>>
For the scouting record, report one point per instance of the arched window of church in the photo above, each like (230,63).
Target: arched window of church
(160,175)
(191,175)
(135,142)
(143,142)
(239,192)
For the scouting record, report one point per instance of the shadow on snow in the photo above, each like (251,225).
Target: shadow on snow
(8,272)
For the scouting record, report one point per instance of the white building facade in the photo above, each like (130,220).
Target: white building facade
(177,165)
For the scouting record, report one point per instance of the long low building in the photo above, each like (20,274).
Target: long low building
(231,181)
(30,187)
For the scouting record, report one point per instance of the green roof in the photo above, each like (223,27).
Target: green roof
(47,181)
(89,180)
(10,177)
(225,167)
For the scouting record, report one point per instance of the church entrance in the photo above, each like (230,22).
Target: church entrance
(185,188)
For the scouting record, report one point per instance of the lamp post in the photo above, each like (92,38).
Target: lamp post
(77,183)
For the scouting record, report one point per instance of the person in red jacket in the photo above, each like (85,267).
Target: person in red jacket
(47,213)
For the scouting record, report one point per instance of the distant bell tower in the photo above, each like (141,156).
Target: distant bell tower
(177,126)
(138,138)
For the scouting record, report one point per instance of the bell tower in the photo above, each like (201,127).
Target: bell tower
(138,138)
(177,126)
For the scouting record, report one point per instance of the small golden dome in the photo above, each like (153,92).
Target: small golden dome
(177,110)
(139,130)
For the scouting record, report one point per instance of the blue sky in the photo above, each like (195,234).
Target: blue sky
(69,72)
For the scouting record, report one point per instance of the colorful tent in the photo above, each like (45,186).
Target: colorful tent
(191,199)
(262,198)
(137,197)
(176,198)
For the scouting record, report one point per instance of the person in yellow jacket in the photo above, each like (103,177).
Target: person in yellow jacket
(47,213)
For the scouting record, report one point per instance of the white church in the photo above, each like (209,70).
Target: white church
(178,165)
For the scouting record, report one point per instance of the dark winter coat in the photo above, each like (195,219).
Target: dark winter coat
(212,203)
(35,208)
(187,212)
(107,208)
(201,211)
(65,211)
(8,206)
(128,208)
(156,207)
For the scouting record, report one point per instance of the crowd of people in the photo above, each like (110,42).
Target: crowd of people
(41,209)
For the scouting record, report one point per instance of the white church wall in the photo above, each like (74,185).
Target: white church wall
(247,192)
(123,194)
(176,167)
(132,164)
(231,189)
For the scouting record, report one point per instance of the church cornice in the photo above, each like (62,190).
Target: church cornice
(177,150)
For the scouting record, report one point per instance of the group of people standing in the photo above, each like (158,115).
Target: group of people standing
<<
Render every line of the records above as a numbered list, starting at the line that contains "each like (141,156)." and ending at the last line, both included, and leave out any blank lines.

1. For the scouting record, report one point per instance of the distant bell tower in the photo above, each like (141,156).
2. Target: distant bell tower
3. (177,126)
4. (138,138)
5. For the scouting record, report one point per instance of the bell tower in the photo above, each like (201,127).
6. Target: bell tower
7. (138,138)
8. (177,126)
9. For the scouting record, report one point per instance of the small golden dome in the photo above, each like (153,92).
10. Target: small golden dome
11. (177,110)
12. (139,130)
13. For the scouting record, report one point per instance of the blue sky in the photo above, each like (195,234).
14. Target: blue sky
15. (69,72)
16. For the scouting record, report one point per instance of the colorful tent in the photo above, each like (45,186).
17. Target: colorful tent
18. (191,199)
19. (262,198)
20. (137,197)
21. (176,198)
22. For the scouting record, report one point per instance of the person in yellow jacket in the photo above, each like (103,177).
23. Target: person in yellow jacket
24. (47,213)
25. For the scouting record, report one point per instance of the white church in the photo above, each like (209,70).
26. Target: white church
27. (178,165)
28. For the scouting record, report one point per instance of the dark winter coat in the photo above, each like (195,219).
29. Target: dark winter coat
30. (212,203)
31. (35,208)
32. (187,212)
33. (107,208)
34. (201,211)
35. (65,211)
36. (8,206)
37. (128,208)
38. (156,207)
39. For the scouting record, report one point per instance of the crowd of people in the photo above, each like (110,42).
40. Target: crowd of people
41. (41,209)
42. For the scouting record, report one point per instance of the white church wall in the photo above, each like (74,185).
43. Target: white church wall
44. (247,192)
45. (123,194)
46. (176,167)
47. (132,164)
48. (231,189)
49. For the scouting record, report one point per instance of the church cornice in the photo above, each like (62,190).
50. Target: church cornice
51. (177,150)
52. For the scouting record, report one point per instance of the group of people standing in the photo above, each like (158,115).
53. Target: group of people standing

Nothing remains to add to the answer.